## Work required
Reproduce the items word for word, starting at the line containing "In this picture, where can the navy" and ending at the line containing "point(116, 78)", with both of those lines included.

Rows from a dataset for pointing
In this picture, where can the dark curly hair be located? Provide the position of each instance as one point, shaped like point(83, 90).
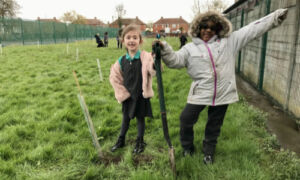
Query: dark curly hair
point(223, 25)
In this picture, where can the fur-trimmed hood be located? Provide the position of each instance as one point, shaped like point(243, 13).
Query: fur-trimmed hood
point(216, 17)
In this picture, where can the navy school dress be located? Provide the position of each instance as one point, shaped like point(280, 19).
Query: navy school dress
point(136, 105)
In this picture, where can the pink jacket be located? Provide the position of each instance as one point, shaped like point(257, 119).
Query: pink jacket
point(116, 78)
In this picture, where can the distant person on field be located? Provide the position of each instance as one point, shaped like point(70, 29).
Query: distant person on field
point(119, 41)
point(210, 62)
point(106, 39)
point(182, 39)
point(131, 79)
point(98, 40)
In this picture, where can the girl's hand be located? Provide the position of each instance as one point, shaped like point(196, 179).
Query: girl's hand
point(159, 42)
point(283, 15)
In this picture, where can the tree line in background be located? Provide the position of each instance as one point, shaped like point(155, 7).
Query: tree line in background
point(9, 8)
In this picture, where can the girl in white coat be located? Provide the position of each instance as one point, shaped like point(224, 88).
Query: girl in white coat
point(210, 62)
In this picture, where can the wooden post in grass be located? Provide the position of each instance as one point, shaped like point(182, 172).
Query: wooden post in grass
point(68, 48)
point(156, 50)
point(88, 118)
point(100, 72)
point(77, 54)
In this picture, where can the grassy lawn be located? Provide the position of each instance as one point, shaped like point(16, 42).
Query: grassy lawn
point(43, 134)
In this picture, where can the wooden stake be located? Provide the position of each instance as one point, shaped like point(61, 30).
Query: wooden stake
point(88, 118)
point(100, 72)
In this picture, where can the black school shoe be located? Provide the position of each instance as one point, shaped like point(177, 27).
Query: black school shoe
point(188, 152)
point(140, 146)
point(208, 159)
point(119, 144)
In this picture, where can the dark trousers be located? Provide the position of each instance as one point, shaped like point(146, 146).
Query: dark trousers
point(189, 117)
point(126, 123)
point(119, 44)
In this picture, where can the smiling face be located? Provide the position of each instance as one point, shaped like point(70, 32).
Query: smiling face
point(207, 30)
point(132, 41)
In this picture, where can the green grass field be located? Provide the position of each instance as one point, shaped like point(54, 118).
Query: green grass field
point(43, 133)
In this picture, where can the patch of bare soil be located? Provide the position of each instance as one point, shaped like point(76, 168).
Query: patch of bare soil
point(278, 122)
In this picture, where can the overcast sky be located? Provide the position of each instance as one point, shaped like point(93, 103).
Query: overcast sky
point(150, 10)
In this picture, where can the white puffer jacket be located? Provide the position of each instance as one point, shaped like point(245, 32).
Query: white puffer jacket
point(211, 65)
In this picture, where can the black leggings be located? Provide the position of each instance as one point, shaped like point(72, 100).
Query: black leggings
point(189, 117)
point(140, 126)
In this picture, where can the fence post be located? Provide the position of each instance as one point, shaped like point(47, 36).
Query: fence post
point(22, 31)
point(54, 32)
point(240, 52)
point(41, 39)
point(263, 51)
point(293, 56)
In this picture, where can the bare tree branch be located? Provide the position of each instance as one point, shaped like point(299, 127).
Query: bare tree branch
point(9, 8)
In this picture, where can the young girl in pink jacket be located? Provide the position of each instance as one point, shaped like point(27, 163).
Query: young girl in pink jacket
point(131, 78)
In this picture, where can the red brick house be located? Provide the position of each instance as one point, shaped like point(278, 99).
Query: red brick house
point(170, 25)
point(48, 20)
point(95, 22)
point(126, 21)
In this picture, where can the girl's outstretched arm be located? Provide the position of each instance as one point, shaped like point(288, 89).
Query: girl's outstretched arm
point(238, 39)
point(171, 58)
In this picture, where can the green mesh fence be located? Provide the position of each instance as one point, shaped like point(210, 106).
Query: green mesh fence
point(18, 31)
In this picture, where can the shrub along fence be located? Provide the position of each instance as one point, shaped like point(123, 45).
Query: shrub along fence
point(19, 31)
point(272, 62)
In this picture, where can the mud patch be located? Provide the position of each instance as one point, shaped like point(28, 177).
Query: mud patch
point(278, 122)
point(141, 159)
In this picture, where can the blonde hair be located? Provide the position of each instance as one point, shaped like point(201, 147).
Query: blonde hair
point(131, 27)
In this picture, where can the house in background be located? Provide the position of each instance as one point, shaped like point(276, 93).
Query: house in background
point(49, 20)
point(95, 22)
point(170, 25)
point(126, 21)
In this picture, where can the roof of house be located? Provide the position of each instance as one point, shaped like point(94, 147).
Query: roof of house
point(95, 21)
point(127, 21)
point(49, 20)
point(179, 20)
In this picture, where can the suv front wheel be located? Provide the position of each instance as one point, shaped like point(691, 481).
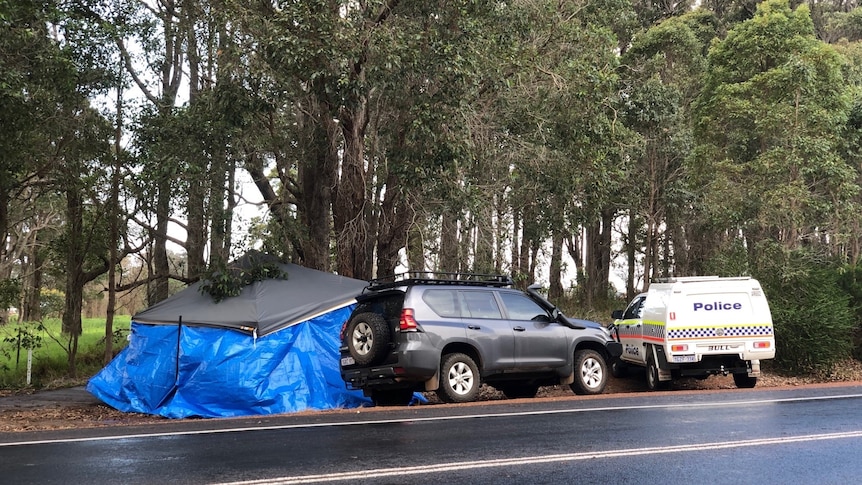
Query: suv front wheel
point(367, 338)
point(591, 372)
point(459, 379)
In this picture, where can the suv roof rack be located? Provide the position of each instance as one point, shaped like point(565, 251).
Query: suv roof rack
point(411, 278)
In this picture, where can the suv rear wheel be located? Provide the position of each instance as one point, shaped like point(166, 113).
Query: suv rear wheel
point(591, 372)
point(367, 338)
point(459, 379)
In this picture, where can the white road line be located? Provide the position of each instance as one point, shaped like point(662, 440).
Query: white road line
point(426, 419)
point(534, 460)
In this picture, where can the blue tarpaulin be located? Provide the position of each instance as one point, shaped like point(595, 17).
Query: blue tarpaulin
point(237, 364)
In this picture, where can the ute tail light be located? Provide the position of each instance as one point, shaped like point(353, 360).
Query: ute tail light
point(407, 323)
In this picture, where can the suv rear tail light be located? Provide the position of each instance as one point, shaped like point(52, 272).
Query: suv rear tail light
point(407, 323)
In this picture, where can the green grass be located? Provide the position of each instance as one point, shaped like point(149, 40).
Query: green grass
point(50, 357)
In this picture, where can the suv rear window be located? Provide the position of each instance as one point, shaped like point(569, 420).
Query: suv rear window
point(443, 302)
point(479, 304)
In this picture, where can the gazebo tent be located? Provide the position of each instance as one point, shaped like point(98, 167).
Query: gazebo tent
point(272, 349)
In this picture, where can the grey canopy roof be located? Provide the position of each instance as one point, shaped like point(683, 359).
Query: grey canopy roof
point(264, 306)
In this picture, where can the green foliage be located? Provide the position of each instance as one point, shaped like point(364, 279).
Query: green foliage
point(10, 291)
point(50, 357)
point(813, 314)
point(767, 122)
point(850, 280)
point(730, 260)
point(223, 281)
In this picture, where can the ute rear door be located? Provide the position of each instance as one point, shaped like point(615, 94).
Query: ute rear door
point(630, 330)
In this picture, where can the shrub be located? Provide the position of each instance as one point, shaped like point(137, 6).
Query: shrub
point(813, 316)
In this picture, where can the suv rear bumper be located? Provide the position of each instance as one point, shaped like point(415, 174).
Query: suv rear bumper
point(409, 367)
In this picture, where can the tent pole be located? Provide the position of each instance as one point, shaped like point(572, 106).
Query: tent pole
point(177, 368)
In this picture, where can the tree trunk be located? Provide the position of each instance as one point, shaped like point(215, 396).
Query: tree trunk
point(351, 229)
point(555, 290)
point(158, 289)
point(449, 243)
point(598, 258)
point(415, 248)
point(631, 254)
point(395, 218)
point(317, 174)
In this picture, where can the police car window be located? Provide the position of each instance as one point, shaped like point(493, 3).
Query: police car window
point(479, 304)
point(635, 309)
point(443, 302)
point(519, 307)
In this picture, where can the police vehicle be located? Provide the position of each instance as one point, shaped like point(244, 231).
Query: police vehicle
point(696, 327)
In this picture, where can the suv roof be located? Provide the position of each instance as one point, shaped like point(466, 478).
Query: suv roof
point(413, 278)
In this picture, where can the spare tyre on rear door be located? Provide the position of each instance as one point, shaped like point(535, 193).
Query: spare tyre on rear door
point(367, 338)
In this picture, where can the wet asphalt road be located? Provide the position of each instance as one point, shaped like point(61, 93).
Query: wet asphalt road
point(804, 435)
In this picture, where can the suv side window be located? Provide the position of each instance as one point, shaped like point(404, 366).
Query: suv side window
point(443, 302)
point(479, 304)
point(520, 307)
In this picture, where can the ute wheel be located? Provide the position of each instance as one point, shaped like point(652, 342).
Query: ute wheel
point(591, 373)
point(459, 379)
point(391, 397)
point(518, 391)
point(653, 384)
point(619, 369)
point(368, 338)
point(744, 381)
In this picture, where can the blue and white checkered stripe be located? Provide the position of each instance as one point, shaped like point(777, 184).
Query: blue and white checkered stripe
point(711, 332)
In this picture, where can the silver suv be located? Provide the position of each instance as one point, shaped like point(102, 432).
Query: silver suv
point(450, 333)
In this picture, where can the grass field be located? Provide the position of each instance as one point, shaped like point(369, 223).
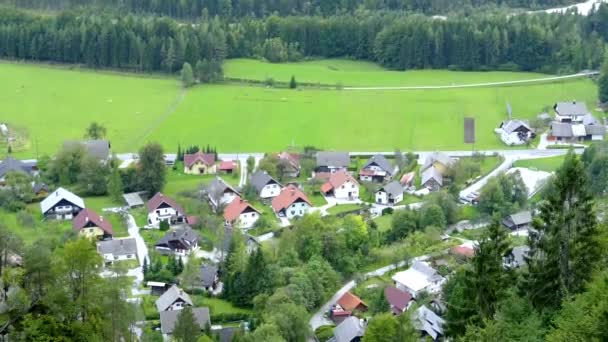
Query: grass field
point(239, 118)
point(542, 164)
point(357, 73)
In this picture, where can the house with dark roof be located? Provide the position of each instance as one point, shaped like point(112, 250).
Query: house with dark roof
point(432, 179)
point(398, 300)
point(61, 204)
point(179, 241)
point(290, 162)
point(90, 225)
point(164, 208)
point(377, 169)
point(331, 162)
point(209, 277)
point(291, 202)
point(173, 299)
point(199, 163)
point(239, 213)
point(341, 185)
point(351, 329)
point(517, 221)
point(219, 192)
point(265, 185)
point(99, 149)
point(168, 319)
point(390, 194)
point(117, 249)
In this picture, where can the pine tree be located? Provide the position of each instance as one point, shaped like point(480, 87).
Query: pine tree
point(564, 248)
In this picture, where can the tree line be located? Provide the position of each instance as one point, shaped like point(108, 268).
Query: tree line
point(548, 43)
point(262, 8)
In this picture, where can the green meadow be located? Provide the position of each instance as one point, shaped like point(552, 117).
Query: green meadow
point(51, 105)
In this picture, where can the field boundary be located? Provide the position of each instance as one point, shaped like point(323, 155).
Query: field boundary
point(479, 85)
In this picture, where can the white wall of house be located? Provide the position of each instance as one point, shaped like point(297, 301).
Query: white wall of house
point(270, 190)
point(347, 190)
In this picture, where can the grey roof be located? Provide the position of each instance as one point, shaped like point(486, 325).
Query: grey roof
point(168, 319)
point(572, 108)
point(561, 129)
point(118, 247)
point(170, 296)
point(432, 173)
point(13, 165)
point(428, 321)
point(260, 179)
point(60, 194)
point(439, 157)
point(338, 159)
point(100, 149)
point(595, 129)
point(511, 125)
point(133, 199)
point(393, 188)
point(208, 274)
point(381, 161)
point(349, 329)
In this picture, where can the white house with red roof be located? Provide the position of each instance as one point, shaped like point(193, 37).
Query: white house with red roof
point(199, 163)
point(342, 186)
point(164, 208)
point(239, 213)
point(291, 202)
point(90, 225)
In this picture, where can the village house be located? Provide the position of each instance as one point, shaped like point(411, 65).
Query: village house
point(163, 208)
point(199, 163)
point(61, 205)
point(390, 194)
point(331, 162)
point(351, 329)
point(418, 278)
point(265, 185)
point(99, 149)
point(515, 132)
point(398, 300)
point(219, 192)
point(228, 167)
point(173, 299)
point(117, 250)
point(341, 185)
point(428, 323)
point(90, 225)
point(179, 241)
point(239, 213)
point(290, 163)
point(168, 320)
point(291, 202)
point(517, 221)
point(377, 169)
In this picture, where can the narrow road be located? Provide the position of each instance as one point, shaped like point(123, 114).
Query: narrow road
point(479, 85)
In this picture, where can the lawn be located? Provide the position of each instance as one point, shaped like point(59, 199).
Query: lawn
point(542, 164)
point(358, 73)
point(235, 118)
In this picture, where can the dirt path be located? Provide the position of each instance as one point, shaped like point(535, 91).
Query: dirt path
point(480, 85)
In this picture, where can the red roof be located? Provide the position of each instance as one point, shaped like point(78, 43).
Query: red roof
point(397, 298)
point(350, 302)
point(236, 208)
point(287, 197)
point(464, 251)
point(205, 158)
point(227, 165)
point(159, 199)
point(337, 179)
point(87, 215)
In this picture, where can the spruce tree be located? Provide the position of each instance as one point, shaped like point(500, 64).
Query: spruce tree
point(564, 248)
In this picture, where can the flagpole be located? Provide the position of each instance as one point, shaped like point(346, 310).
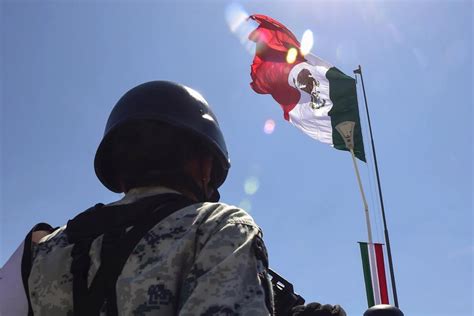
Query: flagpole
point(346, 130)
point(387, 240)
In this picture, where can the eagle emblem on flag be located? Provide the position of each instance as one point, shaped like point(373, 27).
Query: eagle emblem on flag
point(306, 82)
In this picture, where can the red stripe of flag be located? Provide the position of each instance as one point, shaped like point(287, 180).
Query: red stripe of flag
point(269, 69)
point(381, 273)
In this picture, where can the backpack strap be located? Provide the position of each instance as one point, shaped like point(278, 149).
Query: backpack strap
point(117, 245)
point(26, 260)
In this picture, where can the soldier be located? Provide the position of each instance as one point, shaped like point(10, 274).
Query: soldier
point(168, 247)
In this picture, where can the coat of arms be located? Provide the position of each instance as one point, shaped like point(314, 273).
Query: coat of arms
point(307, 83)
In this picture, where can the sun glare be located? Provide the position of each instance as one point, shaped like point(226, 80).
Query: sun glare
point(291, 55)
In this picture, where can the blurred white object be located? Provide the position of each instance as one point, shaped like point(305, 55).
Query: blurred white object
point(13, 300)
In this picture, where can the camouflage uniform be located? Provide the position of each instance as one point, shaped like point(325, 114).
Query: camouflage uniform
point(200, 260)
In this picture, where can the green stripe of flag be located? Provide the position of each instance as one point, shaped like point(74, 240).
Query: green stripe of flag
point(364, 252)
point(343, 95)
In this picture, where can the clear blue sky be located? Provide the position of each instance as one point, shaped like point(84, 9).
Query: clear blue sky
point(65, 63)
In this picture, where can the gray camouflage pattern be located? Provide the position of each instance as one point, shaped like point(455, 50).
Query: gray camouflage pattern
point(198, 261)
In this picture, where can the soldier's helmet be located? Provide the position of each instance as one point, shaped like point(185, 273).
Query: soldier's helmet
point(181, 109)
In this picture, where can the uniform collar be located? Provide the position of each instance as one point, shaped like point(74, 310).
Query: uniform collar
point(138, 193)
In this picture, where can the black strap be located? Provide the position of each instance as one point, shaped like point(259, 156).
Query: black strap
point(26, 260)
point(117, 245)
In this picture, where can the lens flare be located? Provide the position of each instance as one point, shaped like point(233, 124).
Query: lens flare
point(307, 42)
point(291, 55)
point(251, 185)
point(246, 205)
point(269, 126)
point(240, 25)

## Solution for this exercise
In this picture, where can the navy school dress be located? Provide the position of each instance as one point, shaped like point(280, 19).
Query: navy school dress
point(136, 105)
In this picture, where can the pink jacket be located? Provide the position of each instance as one point, shaped like point(257, 119).
Query: pink jacket
point(116, 78)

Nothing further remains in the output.